---- INPUT RECORDS
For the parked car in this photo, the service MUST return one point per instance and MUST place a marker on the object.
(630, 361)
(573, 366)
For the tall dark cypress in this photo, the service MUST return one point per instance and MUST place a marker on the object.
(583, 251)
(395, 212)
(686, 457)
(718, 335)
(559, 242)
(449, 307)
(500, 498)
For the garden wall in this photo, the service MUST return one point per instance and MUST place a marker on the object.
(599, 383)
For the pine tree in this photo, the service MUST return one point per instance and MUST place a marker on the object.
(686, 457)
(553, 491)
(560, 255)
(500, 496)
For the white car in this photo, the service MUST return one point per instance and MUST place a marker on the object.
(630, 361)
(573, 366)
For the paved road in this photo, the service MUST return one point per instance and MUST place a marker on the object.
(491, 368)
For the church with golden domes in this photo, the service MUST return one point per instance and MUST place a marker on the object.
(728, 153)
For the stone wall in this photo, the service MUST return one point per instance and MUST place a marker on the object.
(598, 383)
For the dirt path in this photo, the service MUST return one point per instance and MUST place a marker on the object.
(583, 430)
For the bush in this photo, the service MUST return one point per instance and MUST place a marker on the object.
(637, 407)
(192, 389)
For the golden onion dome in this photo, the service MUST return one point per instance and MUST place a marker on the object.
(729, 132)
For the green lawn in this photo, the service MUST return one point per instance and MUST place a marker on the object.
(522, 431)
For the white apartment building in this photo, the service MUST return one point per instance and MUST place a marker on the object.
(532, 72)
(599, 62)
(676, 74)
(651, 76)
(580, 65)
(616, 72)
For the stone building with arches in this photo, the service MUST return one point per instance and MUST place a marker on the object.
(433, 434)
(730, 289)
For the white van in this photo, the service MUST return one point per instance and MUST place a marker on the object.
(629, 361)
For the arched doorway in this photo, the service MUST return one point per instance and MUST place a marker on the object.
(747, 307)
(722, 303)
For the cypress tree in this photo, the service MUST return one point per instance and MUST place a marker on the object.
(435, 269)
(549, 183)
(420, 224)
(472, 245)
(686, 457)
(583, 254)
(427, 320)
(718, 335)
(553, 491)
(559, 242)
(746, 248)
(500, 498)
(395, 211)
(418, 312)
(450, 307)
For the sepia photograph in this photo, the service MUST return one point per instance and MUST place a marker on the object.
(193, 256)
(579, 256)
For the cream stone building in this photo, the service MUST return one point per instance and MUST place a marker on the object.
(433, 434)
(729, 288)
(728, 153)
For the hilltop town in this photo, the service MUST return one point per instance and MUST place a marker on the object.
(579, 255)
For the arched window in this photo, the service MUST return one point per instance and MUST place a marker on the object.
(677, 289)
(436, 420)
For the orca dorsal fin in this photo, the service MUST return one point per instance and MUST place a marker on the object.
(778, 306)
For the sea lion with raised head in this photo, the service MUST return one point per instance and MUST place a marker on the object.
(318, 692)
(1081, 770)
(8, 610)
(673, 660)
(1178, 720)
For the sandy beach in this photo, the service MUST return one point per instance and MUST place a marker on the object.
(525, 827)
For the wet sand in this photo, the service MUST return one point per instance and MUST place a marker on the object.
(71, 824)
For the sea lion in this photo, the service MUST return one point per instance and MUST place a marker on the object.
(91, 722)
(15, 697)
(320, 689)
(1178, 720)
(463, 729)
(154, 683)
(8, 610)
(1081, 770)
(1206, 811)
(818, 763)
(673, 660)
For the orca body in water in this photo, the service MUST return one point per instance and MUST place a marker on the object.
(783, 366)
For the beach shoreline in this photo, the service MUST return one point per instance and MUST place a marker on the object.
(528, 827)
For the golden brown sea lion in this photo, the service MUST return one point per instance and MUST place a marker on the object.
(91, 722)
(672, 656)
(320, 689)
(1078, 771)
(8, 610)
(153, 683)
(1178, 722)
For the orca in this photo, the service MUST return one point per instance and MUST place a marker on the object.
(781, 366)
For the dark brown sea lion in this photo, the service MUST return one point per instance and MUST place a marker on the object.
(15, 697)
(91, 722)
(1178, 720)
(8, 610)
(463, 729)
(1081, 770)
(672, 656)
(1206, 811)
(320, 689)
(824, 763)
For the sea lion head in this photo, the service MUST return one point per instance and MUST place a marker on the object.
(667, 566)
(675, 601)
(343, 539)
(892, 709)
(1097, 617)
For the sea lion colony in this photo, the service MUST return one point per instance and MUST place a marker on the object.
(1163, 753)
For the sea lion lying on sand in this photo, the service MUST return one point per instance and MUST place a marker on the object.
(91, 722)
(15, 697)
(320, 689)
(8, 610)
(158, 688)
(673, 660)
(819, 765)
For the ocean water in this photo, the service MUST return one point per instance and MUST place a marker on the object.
--------
### BRIEF
Make a verbatim copy of every entry shown above.

### EXPECTED ANSWER
For the parked car in this photo, the service MUST return one point per instance and MUST place a marker on the object.
(630, 361)
(573, 366)
For the tall dark cypress in this photo, the service MUST return one point per instance and MUST place a marker on the object.
(583, 251)
(395, 212)
(686, 457)
(718, 335)
(559, 242)
(449, 307)
(500, 498)
For the garden wall in this photo, the service MUST return one point per instance and MUST place a marker on the object.
(599, 383)
For the pine tree in this photo, the service MUST return one point per instance and MUST place a marker on the object.
(686, 457)
(553, 491)
(560, 255)
(500, 496)
For the white car in this photo, the service MUST return one point per instance and MUST place a marker on the object.
(630, 361)
(573, 366)
For the paved road in this photo, the service MUST return one point per instance and MUST place a marker on the object.
(491, 368)
For the church with golden domes in this photo, the service MUST return one point per instance and MUST place a marker on the object.
(728, 153)
For the stone wall in this photo, the service MUST return one point per instance and MUST place a marker on the object.
(598, 383)
For the dirt path in this photo, the service MUST return one point per instance and MUST place a marker on the object.
(583, 430)
For the bush in this photo, the service MUST return one point per instance and MUST place a marker on the object.
(637, 407)
(192, 389)
For the golden onion dome in this photo, the service MUST return one point per instance and MUST place a marker on the object.
(729, 132)
For the green lawn in this photo, the service MUST return one point per instance and MUST place a marker on the object.
(522, 431)
For the white apartment building in this photo, the service MUST return one point per instance and MUST place a marker on the object.
(532, 72)
(599, 62)
(676, 74)
(651, 76)
(580, 65)
(616, 72)
For the stone building with arches in this photo, the service MUST return one point per instance and MUST place a marker on the object.
(433, 434)
(730, 289)
For the white van in this photo, the service MUST return one point per instance and MUST place a marker on the object.
(629, 361)
For the arched doorway in this photo, the service MUST return one point per instance and MUST place a marker on the object.
(747, 307)
(722, 303)
For the cypress tree in this photo, the service MUST return one point per instance and MUST place a marker on the object.
(435, 269)
(549, 183)
(420, 224)
(472, 245)
(686, 457)
(583, 254)
(427, 320)
(718, 335)
(553, 491)
(559, 242)
(746, 248)
(500, 498)
(395, 211)
(418, 312)
(450, 307)
For the sepia photograph in this photo, the service MUST return one point per instance and MUST place a marker on the object.
(193, 256)
(579, 256)
For the cream stone building in this photo, the service MUST return one point per instance and MUST place a marker on the object.
(433, 434)
(729, 288)
(728, 153)
For the hilltop town in this photo, the service MUST return one point per instance and MUST place a marker on the object.
(579, 255)
For the arched window in this photo, the service MUST return one point per instance and MUST place a marker on the object.
(677, 289)
(436, 420)
For the orca dorsal fin in this photo, the service MUST return one point per instance and MUST place a marker on the object.
(778, 306)
For the sea lion with raised head in this photo, the service MUST return one point per instance and MUST place a marker on the object.
(318, 692)
(1081, 770)
(8, 610)
(673, 660)
(1178, 720)
For the sandy beach in this photo, the service MUST return one point per instance and MUST place a marker on the object.
(525, 827)
For the wet sand in this photo, the service MUST return one point per instance and MUST place a marker on the object.
(71, 824)
For the sea lion in this photo, the service MUST return one point per instance and MUST place a marker on the object.
(91, 722)
(15, 697)
(320, 689)
(1178, 720)
(463, 729)
(154, 683)
(8, 610)
(1081, 770)
(1206, 811)
(818, 763)
(673, 660)
For the orca body in water in this photo, the service MUST return one point per instance and MUST place a marker on the object.
(783, 366)
For the beach shoreline in this photo, the service MUST return one point per instance and MUST place a marker on the object.
(528, 827)
For the golden brown sea lion in this photo, the service MUST return one point per instance and MUST place a marker on the object.
(91, 722)
(672, 656)
(320, 689)
(1078, 771)
(8, 610)
(153, 683)
(1178, 722)
For the orca in this photo, the service MUST return one point per instance and MUST place a marker on the object.
(781, 366)
For the dark brown sea lion in this photo, the service MUST return one point per instance and MUST place a marker on the object.
(15, 697)
(91, 722)
(1178, 720)
(8, 610)
(463, 729)
(1081, 770)
(672, 656)
(1206, 811)
(320, 689)
(824, 763)
For the sea lion head in this photo, the service MUST return one point per instance and MUST place a marker on the object.
(667, 566)
(675, 601)
(343, 539)
(892, 709)
(1097, 617)
For the sea lion colony in this photo, the service MUST return one point per instance and MUST place a marker on the object.
(1163, 753)
For the sea lion lying on sand in this photo, the service MUST return one point per instance and MUST place a marker on the object.
(91, 722)
(15, 697)
(320, 689)
(8, 610)
(158, 688)
(673, 660)
(819, 765)
For the ocean water in this photo, the service MUST return one point per instance and MUST place a marker on the object.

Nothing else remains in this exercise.